- **THE EXERCISE**
Copy the lines from the one containing "Spot the counter front" through the end of the records, replacing "paneling" with "panel" and keeping everything else the same.

- **ENTRIES**
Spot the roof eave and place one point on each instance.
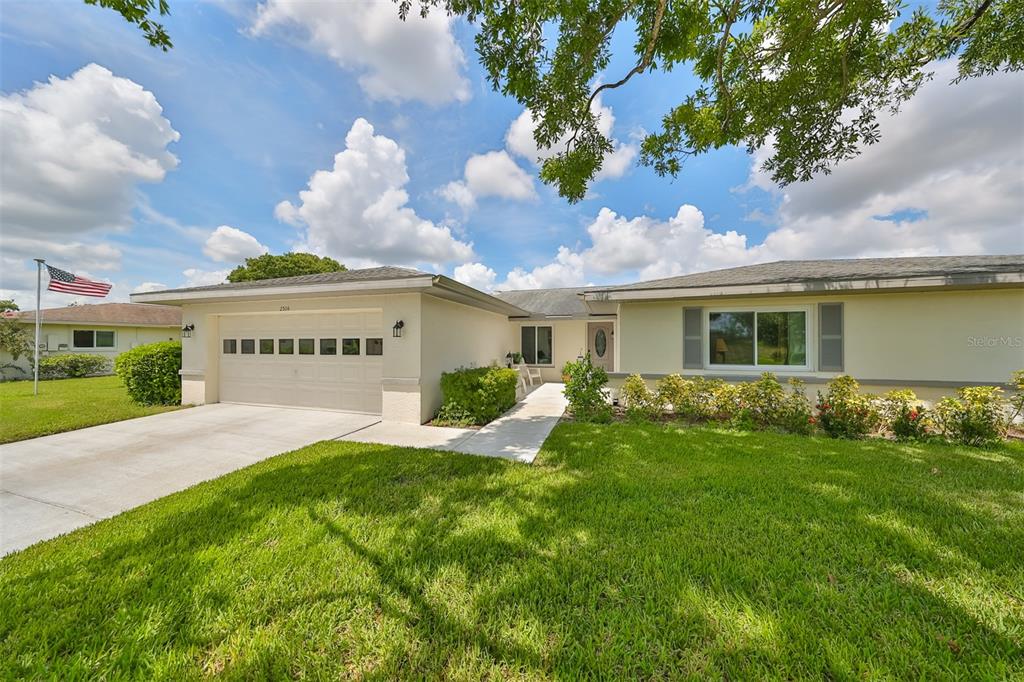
(812, 287)
(180, 297)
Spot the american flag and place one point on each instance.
(66, 283)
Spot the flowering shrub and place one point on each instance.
(585, 391)
(1017, 399)
(641, 403)
(976, 417)
(904, 415)
(844, 413)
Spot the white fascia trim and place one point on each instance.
(808, 288)
(410, 284)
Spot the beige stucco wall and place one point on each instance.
(125, 338)
(401, 357)
(569, 342)
(962, 336)
(454, 336)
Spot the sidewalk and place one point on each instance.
(516, 435)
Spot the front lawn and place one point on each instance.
(65, 405)
(625, 552)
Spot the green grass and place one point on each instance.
(65, 405)
(625, 552)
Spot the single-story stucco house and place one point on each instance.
(377, 340)
(101, 329)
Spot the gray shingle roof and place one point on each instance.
(365, 274)
(784, 271)
(110, 313)
(547, 301)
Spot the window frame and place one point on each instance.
(93, 332)
(756, 309)
(535, 328)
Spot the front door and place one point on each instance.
(600, 343)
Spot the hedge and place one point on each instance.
(481, 392)
(72, 366)
(151, 373)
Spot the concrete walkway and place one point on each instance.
(517, 434)
(53, 484)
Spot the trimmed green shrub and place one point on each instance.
(482, 392)
(844, 413)
(976, 417)
(641, 403)
(151, 373)
(72, 366)
(453, 415)
(585, 391)
(904, 415)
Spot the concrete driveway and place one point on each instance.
(56, 483)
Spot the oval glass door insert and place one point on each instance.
(600, 342)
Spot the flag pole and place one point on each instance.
(39, 287)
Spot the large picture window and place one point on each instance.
(537, 345)
(87, 338)
(758, 338)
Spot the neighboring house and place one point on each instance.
(377, 340)
(101, 329)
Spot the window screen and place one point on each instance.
(104, 339)
(83, 338)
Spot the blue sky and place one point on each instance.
(263, 96)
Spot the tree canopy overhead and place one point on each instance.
(269, 266)
(804, 79)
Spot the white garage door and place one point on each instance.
(324, 359)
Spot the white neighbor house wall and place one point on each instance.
(53, 335)
(454, 336)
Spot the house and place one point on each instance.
(102, 329)
(377, 340)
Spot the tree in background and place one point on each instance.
(269, 266)
(804, 80)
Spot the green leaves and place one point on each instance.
(269, 266)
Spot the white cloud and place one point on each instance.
(418, 58)
(146, 287)
(519, 140)
(230, 245)
(946, 178)
(565, 270)
(357, 210)
(477, 275)
(491, 174)
(74, 151)
(199, 278)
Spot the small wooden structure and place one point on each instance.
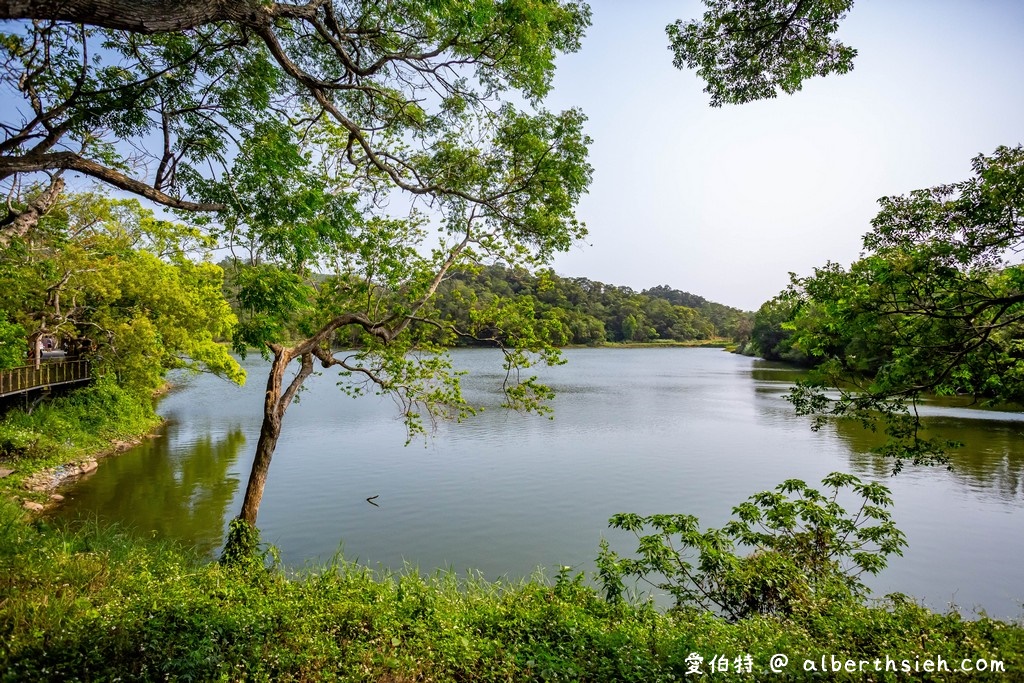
(43, 376)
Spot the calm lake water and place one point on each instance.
(637, 430)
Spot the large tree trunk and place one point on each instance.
(275, 402)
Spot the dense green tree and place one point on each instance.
(751, 49)
(936, 306)
(156, 98)
(107, 274)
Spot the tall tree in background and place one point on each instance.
(109, 274)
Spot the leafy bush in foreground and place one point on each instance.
(803, 548)
(94, 604)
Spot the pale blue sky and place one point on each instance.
(724, 203)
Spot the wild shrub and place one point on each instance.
(785, 550)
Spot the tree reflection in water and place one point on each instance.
(168, 488)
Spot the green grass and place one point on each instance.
(81, 424)
(95, 604)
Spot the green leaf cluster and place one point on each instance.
(750, 49)
(803, 549)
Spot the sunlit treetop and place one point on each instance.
(752, 49)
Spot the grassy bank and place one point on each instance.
(94, 604)
(84, 424)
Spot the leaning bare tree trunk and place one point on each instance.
(274, 403)
(242, 545)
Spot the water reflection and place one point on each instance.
(175, 485)
(990, 463)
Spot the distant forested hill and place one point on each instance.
(568, 310)
(584, 311)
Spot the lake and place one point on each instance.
(657, 430)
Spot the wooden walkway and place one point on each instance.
(48, 374)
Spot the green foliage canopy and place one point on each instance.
(109, 271)
(751, 49)
(935, 306)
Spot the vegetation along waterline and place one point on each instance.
(382, 182)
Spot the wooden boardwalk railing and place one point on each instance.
(49, 373)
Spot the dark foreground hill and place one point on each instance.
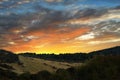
(98, 68)
(75, 57)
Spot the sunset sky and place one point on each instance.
(59, 26)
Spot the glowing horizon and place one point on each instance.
(59, 26)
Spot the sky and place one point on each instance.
(59, 26)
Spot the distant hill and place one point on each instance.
(75, 57)
(109, 51)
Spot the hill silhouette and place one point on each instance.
(75, 57)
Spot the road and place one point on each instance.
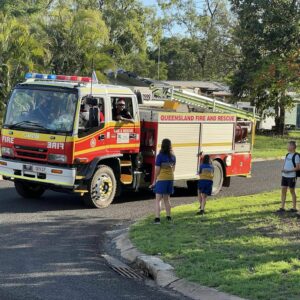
(51, 248)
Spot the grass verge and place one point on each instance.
(268, 146)
(240, 246)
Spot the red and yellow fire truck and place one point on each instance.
(60, 132)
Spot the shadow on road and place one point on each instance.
(11, 202)
(39, 260)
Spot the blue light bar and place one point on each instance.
(40, 76)
(28, 76)
(51, 76)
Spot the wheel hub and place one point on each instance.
(103, 188)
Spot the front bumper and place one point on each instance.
(37, 173)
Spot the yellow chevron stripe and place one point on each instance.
(35, 136)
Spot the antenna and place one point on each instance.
(92, 77)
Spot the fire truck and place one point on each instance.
(53, 137)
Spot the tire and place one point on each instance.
(218, 177)
(29, 190)
(192, 187)
(102, 188)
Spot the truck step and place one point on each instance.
(126, 178)
(126, 163)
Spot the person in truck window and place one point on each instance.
(85, 112)
(40, 112)
(164, 179)
(120, 113)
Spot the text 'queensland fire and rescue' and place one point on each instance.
(197, 118)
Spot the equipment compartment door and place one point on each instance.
(217, 138)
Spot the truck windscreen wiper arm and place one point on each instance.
(19, 124)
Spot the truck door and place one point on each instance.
(92, 130)
(125, 127)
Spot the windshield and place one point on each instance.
(43, 110)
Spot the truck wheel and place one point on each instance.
(29, 190)
(192, 187)
(218, 177)
(102, 188)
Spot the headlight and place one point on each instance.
(228, 160)
(57, 158)
(7, 151)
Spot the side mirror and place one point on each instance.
(90, 100)
(94, 120)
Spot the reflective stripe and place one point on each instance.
(66, 178)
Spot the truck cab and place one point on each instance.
(63, 133)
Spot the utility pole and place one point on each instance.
(158, 61)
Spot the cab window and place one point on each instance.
(122, 109)
(91, 116)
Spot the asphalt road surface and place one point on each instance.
(51, 248)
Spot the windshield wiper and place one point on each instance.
(31, 123)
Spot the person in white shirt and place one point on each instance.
(289, 176)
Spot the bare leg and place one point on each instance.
(283, 196)
(204, 196)
(167, 205)
(294, 198)
(199, 198)
(158, 205)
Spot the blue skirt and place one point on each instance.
(164, 187)
(205, 186)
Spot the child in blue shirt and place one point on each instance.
(164, 179)
(206, 174)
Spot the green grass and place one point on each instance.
(268, 146)
(240, 246)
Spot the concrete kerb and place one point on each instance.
(253, 160)
(164, 274)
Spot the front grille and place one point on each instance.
(40, 150)
(33, 155)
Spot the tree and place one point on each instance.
(19, 52)
(268, 34)
(76, 40)
(206, 49)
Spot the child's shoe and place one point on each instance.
(156, 221)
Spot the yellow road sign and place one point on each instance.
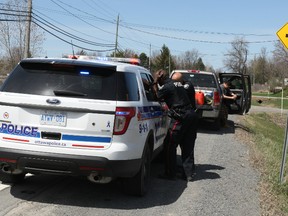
(283, 35)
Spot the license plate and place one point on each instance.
(53, 118)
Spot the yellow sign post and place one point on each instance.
(283, 35)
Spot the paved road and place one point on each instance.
(225, 185)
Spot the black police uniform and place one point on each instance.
(181, 125)
(188, 160)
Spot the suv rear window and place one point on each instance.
(201, 80)
(72, 81)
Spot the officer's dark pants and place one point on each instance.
(181, 132)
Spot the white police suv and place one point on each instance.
(75, 117)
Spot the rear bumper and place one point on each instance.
(22, 161)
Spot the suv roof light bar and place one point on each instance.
(134, 61)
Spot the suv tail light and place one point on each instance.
(217, 99)
(122, 119)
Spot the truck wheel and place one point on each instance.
(139, 184)
(217, 124)
(11, 178)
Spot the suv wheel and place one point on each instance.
(139, 184)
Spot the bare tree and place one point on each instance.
(188, 59)
(236, 60)
(12, 33)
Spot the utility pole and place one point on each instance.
(150, 58)
(116, 42)
(28, 28)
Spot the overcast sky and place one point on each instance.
(207, 26)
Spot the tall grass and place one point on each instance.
(268, 138)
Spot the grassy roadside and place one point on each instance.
(265, 134)
(271, 100)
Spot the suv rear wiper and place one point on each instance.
(68, 93)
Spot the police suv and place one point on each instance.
(76, 117)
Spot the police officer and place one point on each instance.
(181, 114)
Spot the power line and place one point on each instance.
(50, 25)
(80, 17)
(80, 32)
(70, 43)
(195, 31)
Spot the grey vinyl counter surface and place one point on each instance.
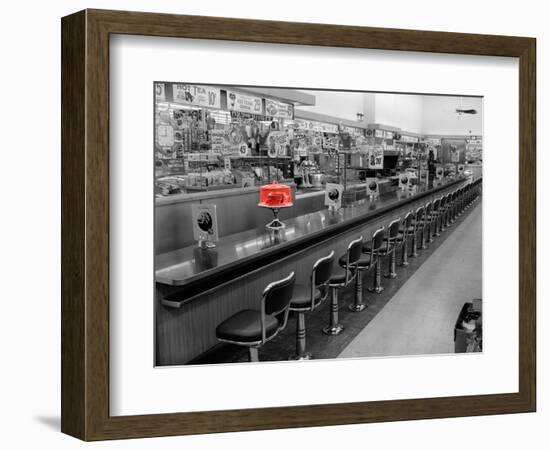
(191, 266)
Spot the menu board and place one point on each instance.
(191, 94)
(312, 125)
(276, 108)
(244, 103)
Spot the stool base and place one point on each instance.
(357, 307)
(333, 330)
(376, 290)
(304, 357)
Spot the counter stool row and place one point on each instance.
(253, 328)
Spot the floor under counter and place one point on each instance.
(415, 314)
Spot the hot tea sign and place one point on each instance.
(196, 95)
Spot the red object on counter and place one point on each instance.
(275, 195)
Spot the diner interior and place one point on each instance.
(298, 224)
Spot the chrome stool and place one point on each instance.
(435, 218)
(253, 328)
(391, 244)
(403, 238)
(373, 251)
(444, 212)
(427, 225)
(418, 226)
(308, 297)
(341, 278)
(453, 206)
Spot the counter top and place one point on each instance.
(189, 267)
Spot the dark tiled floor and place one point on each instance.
(320, 345)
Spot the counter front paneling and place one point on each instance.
(197, 289)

- **EXERCISE SOLUTION**
Spot the counter front panel and place one point on each instance.
(197, 289)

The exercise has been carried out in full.